**EXPLORE THE MATERIAL**:
1. From the passage on Texas A&M's early growth, extract the section that begins at the words "Throughout the boom" and ends after the words "its first classes.", copying it without changes.
2. Answer these questions using the passage on Texas A&M's early growth:
(a) Which two colleges became junior branches of the A&M College of Texas in 1917?
(b) In what year did the Poultry Husbandry Building open?
(c) Into how many specialized departments was the Department of Agricultural Economics divided in 1927?

**EXCERPT**:
Roots and Shoots: The College Grows

In the first few decades of the 20th century, Texas A&M expanded both upward and outward. As enrollment increased and funding became available, the directors initiated a building program that would continue throughout the 1920s and 1930s. They also formed new departments and expanded the college system by adding branches in other parts of the state.

  • In 1916, the Stock Judging Pavilion and a dairy barn were built, and the Department of Agricultural Education was established.
  • In 1917, John Tarleton Agricultural College in Stephenville and North Texas Agricultural College in Arlington became junior branches of the A&M College of Texas.
  • In 1920, the Department of Rural Social Science (soon renamed Rural Sociology) was added to the School of Agriculture, and a four-year curriculum was offered in Agricultural Administration.

Throughout the boom years of the 1920s, the A&M College and the School of Agriculture continued to grow.

  • In 1922, the new Agriculture Building opened, and the new Department of Agricultural Economics held its first classes.
  • In 1923, the college added a Department of Genetics, bringing a whole new level of scientific research to the School of Agriculture. It also responded to interest in dairy husbandry by building a campus creamery.
  • In 1924, the Poultry Husbandry Building opened, and the Graduate School was formed.
  • In 1927, the Department of Agricultural Economics was divided into four specialized departments: accounting and statistics, agricultural economics, farm and ranch management, and marketing and finance. These new divisions allowed students to specialize in one area of economics and focus their job search after graduation.

**DATA FOR ANALYSIS**:
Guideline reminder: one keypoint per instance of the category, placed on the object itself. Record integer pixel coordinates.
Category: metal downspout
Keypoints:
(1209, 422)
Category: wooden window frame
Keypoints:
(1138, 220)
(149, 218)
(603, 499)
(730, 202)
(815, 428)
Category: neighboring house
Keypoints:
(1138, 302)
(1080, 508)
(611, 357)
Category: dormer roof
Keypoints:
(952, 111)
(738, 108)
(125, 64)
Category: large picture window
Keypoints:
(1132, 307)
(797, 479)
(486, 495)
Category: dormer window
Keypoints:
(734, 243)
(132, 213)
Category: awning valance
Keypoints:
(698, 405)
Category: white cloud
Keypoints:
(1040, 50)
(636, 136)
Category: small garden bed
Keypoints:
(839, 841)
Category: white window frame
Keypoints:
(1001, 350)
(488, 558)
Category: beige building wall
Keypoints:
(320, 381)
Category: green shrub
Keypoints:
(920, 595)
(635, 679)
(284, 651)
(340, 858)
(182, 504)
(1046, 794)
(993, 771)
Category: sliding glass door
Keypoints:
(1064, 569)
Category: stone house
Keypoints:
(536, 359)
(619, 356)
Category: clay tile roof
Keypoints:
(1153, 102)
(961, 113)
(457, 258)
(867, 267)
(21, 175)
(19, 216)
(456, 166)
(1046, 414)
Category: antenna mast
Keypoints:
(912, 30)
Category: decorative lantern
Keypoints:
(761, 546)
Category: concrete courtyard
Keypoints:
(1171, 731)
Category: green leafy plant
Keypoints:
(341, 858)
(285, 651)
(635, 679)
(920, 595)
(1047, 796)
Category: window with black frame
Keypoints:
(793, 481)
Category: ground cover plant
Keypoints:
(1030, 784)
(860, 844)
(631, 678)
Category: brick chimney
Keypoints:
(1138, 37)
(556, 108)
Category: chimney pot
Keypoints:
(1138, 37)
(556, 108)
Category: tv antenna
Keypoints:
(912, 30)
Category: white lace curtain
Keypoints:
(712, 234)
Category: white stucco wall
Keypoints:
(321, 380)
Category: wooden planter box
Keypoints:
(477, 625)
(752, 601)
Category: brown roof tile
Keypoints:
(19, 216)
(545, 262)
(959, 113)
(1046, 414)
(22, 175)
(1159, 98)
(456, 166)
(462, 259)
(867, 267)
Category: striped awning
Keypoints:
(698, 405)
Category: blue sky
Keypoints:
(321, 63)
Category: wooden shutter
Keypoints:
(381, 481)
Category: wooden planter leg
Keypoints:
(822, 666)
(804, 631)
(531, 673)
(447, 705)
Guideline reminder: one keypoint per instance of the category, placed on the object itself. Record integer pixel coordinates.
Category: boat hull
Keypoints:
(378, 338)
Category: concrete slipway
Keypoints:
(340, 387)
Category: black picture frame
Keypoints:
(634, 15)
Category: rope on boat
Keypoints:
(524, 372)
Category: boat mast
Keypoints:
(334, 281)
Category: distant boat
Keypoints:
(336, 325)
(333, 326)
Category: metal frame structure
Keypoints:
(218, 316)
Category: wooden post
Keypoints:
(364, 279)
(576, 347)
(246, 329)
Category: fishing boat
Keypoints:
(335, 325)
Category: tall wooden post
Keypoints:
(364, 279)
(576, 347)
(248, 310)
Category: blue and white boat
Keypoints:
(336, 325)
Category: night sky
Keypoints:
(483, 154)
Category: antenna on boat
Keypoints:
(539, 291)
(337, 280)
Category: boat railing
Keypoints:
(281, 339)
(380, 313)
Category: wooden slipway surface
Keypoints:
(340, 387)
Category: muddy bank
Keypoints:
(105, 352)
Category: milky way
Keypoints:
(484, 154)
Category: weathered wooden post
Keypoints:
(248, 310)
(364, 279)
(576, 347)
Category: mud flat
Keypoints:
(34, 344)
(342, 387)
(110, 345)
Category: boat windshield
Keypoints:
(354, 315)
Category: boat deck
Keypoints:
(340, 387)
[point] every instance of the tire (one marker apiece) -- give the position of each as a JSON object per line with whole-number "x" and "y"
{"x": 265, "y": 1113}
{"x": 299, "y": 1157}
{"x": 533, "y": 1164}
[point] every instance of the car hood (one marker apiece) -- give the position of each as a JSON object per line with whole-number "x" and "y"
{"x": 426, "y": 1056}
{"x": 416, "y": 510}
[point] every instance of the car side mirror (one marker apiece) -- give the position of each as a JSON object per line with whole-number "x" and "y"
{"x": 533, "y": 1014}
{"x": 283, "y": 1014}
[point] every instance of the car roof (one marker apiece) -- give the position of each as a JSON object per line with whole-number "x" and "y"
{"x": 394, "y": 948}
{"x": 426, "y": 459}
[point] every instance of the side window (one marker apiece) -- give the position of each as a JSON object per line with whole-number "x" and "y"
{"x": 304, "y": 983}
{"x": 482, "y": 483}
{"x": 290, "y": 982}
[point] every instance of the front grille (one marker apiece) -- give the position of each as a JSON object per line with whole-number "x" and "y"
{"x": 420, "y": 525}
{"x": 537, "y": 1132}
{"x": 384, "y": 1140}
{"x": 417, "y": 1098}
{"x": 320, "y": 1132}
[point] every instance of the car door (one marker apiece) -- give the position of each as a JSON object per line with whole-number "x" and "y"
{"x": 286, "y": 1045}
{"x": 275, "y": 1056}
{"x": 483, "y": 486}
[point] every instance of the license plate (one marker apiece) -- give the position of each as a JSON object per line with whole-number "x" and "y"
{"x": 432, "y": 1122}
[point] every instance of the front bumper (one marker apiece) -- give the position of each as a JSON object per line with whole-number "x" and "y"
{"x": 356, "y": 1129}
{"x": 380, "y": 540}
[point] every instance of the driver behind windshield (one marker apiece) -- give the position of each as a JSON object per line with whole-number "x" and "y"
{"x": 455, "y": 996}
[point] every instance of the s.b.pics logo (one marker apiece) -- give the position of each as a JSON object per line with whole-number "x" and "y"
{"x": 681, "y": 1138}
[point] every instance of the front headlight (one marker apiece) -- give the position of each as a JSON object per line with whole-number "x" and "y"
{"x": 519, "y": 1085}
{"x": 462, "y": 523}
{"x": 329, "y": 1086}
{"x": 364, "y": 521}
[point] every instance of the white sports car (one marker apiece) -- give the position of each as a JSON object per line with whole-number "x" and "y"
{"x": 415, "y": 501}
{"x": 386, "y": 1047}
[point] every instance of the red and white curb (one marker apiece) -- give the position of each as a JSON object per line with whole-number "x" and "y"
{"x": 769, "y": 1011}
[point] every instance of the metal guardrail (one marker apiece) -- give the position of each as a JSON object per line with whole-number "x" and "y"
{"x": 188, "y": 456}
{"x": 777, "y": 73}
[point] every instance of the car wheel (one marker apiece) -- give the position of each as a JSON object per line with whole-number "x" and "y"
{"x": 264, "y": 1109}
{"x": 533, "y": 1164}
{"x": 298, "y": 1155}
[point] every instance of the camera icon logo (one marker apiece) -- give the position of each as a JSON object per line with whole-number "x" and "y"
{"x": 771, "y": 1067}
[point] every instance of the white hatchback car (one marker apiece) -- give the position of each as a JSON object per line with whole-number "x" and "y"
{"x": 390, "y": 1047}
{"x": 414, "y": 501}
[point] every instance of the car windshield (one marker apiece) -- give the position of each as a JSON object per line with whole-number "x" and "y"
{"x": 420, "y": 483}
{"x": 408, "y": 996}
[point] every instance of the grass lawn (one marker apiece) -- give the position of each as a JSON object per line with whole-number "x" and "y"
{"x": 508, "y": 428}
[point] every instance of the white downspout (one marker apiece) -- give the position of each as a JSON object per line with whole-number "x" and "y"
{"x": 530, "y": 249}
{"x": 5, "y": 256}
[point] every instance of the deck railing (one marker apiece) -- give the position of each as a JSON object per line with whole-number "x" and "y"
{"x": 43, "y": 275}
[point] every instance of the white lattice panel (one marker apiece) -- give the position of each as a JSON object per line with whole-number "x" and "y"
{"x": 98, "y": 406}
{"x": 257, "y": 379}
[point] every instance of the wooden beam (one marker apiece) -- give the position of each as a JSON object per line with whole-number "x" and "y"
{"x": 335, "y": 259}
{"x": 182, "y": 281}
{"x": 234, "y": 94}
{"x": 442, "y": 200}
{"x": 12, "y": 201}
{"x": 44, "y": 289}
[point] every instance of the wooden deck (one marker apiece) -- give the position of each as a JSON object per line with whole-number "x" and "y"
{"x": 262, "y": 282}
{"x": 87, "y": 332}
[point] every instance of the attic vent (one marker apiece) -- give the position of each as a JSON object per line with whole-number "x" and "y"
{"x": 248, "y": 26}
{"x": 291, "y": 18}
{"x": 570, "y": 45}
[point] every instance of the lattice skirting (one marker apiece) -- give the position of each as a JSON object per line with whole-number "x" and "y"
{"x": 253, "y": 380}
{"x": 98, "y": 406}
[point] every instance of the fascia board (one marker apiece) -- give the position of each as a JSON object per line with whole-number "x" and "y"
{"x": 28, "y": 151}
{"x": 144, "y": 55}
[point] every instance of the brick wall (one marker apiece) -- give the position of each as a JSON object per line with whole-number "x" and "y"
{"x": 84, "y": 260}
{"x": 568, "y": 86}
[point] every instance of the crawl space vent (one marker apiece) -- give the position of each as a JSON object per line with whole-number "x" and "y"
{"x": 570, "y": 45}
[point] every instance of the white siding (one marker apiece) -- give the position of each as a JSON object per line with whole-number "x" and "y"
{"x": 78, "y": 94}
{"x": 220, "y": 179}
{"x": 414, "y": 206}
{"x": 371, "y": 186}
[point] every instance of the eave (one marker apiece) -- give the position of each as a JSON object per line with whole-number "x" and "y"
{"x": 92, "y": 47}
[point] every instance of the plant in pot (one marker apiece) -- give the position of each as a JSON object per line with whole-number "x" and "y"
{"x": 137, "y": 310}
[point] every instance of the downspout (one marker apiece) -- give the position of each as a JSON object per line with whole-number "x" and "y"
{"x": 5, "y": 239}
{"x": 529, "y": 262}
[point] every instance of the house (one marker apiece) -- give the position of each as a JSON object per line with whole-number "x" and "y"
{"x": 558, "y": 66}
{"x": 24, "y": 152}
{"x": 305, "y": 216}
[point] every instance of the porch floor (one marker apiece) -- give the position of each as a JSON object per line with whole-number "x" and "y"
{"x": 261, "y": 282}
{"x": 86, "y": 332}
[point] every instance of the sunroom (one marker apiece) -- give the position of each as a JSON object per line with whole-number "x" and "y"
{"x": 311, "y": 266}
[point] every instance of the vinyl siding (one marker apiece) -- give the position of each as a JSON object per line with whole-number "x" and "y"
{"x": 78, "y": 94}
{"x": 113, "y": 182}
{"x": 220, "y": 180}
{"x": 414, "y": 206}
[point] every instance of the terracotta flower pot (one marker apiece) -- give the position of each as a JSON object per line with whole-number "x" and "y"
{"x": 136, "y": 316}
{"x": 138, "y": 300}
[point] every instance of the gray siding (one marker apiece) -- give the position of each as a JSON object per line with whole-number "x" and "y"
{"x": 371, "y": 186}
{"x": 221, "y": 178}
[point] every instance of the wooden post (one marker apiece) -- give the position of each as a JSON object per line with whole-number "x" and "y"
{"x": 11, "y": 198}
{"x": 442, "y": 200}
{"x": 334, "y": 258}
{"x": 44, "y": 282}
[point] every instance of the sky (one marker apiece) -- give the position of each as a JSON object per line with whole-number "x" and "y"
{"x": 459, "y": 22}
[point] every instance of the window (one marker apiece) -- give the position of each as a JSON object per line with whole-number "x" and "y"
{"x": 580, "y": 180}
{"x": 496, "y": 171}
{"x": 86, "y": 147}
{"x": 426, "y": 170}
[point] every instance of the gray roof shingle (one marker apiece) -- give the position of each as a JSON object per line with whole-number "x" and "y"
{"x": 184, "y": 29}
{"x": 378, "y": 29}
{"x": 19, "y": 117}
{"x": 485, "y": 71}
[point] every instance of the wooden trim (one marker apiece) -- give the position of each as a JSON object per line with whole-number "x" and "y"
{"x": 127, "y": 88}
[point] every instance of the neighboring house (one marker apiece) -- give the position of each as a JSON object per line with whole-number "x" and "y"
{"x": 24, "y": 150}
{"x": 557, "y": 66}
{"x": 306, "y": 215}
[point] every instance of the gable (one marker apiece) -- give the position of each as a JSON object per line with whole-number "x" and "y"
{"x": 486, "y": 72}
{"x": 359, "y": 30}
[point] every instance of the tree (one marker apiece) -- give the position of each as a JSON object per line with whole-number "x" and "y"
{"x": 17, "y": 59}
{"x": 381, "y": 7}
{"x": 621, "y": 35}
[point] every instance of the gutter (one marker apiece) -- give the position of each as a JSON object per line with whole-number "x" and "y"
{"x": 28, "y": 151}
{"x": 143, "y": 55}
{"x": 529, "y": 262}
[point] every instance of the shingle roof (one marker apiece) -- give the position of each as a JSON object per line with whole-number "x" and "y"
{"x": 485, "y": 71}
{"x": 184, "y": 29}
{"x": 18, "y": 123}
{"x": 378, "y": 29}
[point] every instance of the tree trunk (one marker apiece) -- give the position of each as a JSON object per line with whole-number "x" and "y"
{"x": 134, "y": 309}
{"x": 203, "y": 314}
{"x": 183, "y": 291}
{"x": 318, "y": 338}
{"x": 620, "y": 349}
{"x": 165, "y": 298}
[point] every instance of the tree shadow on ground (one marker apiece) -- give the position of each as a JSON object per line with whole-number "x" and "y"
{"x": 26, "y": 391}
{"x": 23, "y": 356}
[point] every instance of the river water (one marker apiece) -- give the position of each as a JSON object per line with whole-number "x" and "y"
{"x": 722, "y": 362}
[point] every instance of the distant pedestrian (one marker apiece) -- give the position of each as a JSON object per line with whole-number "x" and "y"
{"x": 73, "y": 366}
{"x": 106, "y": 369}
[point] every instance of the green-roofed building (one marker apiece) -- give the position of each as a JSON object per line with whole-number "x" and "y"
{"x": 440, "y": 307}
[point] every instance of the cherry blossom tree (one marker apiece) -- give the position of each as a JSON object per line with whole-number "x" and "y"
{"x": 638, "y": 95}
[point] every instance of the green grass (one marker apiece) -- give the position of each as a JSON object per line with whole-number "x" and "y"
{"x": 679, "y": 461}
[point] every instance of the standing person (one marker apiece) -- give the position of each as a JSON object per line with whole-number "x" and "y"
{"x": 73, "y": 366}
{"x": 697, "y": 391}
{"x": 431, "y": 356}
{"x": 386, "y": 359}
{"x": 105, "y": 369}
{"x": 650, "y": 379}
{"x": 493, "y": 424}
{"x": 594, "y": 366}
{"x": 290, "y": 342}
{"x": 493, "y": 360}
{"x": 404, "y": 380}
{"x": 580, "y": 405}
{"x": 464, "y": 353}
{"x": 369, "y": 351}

**SOLUTIONS BELOW**:
1.
Throughout the boom years of the 1920s, the A&M College and the School of Agriculture continued to grow.

  • In 1922, the new Agriculture Building opened, and the new Department of Agricultural Economics held its first classes.

2.
(a) John Tarleton Agricultural College in Stephenville and North Texas Agricultural College in Arlington
(b) 1924
(c) Four